▶ _Aim of the task_
In the text below on the PI-CAI challenge, retype everything from "Modern artificial intelligence" down to "unified experimental setup." without changing a word.

▶ _Extracted text_
──────────

Artificial Intelligence and Radiologists at Prostate Cancer Detection in MRI: The PI-CAI Challenge

Prostate cancer (PCa) is one of the most prevalent cancers in men worldwide. One million men receive a diagnosis and 300,000 die from clinically significant PCa (csPCa) (defined as ISUP≥2), each year, worldwide. Multiparametric magnetic resonance imaging (mpMRI) is playing an increasingly important role in the early diagnosis of prostate cancer, and has been recommended by the European Association of Urology (EAU), prior to biopsies. However, current guidelines for reading prostate mpMRI (i.e. PI-RADS v2.1) follow a semi-quantitative assessment that mandates substantial expertise for proper usage. This can lead to low inter-reader agreement (<50%), sub-optimal interpretation and overdiagnosis.

Modern artificial intelligence (AI) algorithms have paved the way for powerful computer-aided detection and diagnosis (CAD) systems that rival human performance in medical image analysis. Clinical trials are the gold standard for assessing new medications and interventions in a controlled and comparative manner, and the equivalent for developing AI algorithms are international competitions or "grand challenges", where increasingly large datasets are released to public to solve clinically relevant tasks with AI. Grand challenges can address the lack of trust, scientific evidence and adequate validation among AI solutions, by providing the means to compare algorithms against each other using common datasets and a unified experimental setup.

PI-CAI (Prostate Imaging: Cancer AI) is an all-new grand challenge, with over 10,000 carefully-curated prostate MRI exams to validate modern AI algorithms and estimate radiologists' performance at csPCa detection and diagnosis. Key aspects of the study design have been established in conjunction with an international, multi-disciplinary scientific advisory board (16 experts in prostate AI, radiology and urology) -to unify and standardize present-day guidelines, and to ensure meaningful validation of prostate-AI towards clinical translation.

The 2022 edition of PI-CAI will focus on validating AI at automated 3D detection and diagnosis of csPCa in bpMRI. PI-CAI primarily consists of two sub-studies:

• AI Study (Grand Challenge): An annotated multi-center, multi-vendor dataset of 1500 bpMRI exams (including their clinical and acquisition variables) is made publicly available for all participating teams and the research community at large. Teams can use this dataset to develop AI models, and submit their trained algorithms (in Docker containers) for evaluation. At the end of this open development phase, all algorithms are ranked, based on their performance on a hidden testing cohort of 1000 unseen scans. In the closed testing phase, organizers retrain the top-ranking 5 AI algorithms using a larger dataset of 7500-9500 bpMRI scans (including additional training scans from a private dataset). Finally, their performance is re-evaluated on the hidden testing cohort (with rigorous statistical analyses), to determine the top 3 AI algorithms for automated 3D detection and diagnosis of csPCa in bpMRI (i.e. the winners of the grand challenge).
• Reader Study: 50+ international prostate radiologists perform a reader study using a subset of 400 scans from the hidden testing cohort. For each case, radiologists complete their assessments in two rounds. At first, using clinical and acquisition variables plus bpMRI sequences only, enabling head-to-head comparisons against AI trained on the same. And then, using clinical and acquisition variables plus full mpMRI sequences, enabling comparisons between AI and current clinical practice (PI-RADS v2.1). Overall, the goal of this study is to estimate the performance of the average radiologist at detection and diagnosis of csPCa in MRI.

In the end, PI-CAI aims to benchmark state-of-the-art AI algorithms developed in the grand challenge, against prostate radiologists participating in the reader study -to evaluate the clinical viability of modern prostate-AI solutions at csPCa detection and diagnosis in MRI.

──────────

▶ _Provided records_

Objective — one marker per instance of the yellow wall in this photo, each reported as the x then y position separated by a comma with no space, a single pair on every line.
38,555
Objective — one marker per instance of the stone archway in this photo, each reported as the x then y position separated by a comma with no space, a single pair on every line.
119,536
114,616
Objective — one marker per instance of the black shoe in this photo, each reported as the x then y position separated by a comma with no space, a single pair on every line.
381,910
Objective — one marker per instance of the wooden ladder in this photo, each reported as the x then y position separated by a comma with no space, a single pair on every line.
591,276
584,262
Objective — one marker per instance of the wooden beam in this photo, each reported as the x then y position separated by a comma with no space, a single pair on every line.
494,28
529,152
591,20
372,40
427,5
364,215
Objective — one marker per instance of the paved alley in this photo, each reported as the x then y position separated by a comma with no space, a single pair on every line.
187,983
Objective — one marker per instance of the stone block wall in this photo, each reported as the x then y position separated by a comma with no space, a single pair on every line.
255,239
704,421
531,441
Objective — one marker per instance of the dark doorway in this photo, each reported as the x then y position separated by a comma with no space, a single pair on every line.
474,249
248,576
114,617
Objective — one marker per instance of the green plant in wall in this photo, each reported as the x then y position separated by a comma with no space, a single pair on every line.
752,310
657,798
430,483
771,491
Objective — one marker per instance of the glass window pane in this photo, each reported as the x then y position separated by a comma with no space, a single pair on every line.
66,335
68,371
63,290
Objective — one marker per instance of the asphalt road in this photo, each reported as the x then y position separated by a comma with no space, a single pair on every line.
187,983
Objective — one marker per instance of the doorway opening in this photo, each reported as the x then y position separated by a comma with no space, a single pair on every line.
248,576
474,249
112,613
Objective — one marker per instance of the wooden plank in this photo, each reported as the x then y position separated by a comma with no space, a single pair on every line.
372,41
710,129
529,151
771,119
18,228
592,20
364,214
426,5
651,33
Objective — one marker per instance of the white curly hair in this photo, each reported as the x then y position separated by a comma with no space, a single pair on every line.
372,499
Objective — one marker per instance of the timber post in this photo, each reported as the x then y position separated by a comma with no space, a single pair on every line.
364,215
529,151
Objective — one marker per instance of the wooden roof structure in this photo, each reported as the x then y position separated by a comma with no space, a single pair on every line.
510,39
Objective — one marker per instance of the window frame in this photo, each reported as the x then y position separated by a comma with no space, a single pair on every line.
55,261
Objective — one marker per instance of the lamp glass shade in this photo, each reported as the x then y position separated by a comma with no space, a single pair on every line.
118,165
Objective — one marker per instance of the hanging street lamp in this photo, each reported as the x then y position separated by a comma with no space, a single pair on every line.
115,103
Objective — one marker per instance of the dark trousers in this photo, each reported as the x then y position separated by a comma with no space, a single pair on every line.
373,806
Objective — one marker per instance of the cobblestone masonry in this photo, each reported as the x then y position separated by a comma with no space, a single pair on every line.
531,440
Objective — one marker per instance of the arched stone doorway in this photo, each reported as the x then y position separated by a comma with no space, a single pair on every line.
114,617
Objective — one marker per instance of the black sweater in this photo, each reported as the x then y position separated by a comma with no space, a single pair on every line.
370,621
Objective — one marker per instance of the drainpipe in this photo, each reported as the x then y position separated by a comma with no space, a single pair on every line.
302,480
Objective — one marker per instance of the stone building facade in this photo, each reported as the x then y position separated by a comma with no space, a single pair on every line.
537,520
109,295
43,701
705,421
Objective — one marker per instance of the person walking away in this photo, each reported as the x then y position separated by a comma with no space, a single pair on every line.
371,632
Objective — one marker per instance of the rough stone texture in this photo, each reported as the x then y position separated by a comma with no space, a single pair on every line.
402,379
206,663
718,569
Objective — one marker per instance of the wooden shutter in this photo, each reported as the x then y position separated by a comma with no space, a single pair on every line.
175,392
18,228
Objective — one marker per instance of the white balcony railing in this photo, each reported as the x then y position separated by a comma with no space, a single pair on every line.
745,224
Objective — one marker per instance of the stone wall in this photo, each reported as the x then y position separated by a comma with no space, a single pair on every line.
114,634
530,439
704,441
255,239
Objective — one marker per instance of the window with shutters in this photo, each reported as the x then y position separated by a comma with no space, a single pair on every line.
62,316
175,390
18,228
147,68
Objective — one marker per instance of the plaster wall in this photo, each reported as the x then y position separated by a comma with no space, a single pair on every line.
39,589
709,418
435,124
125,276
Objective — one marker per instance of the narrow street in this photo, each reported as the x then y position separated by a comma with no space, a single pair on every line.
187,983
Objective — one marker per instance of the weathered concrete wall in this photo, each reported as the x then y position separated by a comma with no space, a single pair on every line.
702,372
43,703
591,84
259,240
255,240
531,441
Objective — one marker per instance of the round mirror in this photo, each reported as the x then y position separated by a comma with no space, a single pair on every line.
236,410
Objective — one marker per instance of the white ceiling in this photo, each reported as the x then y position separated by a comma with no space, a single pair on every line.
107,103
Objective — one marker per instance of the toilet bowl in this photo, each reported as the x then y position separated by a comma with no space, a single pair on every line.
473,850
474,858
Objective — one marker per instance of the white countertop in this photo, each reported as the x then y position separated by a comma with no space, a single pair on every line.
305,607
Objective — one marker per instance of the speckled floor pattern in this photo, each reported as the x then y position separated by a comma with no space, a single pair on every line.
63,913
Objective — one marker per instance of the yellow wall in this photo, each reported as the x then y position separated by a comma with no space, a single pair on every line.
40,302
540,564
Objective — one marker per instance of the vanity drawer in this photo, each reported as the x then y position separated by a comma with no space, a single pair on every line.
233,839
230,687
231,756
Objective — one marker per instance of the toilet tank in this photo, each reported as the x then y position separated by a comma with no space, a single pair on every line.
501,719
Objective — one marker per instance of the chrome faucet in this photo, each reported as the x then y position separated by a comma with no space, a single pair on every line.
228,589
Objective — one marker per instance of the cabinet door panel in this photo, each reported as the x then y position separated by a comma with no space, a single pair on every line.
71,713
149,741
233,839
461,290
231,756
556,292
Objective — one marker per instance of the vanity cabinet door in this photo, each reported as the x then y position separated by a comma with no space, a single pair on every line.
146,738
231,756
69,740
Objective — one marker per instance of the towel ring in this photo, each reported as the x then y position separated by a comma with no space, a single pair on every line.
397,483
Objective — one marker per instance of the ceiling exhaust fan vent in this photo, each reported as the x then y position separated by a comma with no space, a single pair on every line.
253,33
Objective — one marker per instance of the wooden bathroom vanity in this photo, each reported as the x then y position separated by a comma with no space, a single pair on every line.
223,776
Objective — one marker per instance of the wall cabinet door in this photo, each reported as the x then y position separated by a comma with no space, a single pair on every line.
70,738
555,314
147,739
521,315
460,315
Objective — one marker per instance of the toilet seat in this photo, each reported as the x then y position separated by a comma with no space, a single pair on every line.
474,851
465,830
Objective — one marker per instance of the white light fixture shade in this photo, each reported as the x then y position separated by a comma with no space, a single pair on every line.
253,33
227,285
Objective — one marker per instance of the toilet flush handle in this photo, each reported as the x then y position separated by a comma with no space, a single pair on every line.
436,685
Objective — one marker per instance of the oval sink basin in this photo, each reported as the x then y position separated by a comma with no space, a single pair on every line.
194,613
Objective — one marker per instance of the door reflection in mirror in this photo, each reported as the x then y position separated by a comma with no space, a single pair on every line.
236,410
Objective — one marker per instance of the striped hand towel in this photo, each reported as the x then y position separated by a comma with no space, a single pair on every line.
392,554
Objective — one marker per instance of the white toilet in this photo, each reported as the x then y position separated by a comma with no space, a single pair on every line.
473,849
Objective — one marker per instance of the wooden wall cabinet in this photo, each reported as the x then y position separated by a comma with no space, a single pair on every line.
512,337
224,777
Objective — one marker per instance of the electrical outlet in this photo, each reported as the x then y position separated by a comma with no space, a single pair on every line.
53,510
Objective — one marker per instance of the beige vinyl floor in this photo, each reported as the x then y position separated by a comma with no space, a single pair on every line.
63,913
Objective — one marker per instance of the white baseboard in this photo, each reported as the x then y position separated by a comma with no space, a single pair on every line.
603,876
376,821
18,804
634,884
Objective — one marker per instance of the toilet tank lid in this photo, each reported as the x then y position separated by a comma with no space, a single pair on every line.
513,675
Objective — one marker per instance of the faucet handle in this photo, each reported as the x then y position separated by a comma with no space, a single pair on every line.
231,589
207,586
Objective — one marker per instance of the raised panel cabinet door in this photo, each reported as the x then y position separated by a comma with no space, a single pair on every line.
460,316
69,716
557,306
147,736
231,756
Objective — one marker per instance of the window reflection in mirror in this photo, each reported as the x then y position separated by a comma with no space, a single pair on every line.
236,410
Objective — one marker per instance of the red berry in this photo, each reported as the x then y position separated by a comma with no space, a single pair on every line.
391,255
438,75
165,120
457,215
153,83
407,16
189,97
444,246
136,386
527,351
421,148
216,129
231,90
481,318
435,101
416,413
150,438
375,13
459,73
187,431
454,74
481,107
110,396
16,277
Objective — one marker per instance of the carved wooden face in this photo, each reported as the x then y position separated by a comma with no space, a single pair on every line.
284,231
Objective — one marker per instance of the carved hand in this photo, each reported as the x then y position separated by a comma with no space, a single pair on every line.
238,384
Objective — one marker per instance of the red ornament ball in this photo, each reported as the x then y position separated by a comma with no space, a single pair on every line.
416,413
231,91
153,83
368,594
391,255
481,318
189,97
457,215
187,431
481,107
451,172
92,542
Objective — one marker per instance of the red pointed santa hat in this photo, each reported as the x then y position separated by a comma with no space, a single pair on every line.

──────────

▶ _Response for this exercise_
Modern artificial intelligence (AI) algorithms have paved the way for powerful computer-aided detection and diagnosis (CAD) systems that rival human performance in medical image analysis. Clinical trials are the gold standard for assessing new medications and interventions in a controlled and comparative manner, and the equivalent for developing AI algorithms are international competitions or "grand challenges", where increasingly large datasets are released to public to solve clinically relevant tasks with AI. Grand challenges can address the lack of trust, scientific evidence and adequate validation among AI solutions, by providing the means to compare algorithms against each other using common datasets and a unified experimental setup.